- _Directive_: Find every line in the listing below that contains the word "smartphone" and copy each one.

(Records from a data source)

[start]

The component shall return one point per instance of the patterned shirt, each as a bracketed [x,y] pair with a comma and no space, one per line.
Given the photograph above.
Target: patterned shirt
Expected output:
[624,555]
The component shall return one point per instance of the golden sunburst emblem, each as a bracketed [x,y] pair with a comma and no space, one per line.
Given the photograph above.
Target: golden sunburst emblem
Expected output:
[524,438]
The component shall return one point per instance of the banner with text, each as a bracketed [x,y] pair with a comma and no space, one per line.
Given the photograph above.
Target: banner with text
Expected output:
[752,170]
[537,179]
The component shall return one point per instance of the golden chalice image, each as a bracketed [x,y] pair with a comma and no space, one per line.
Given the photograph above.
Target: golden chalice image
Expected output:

[end]
[start]

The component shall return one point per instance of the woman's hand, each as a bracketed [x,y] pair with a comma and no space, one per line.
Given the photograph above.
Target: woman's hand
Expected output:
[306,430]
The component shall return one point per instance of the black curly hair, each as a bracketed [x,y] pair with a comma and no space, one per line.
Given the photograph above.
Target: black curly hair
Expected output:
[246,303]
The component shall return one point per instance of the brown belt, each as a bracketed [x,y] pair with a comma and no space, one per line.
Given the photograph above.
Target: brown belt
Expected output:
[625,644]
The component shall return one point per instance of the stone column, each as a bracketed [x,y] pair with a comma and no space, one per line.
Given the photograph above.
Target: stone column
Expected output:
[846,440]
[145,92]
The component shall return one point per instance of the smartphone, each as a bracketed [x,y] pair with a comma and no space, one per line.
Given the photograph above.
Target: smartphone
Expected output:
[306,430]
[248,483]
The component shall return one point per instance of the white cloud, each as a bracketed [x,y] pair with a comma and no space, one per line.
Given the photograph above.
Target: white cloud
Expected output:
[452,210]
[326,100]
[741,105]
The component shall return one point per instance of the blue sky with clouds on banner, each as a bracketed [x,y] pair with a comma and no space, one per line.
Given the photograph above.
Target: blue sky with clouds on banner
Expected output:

[end]

- _Answer to the task_:
The component shall return one point per instance of the smartphone, each as a bracketed [x,y] pair with a comma and no space, one per line.
Target: smartphone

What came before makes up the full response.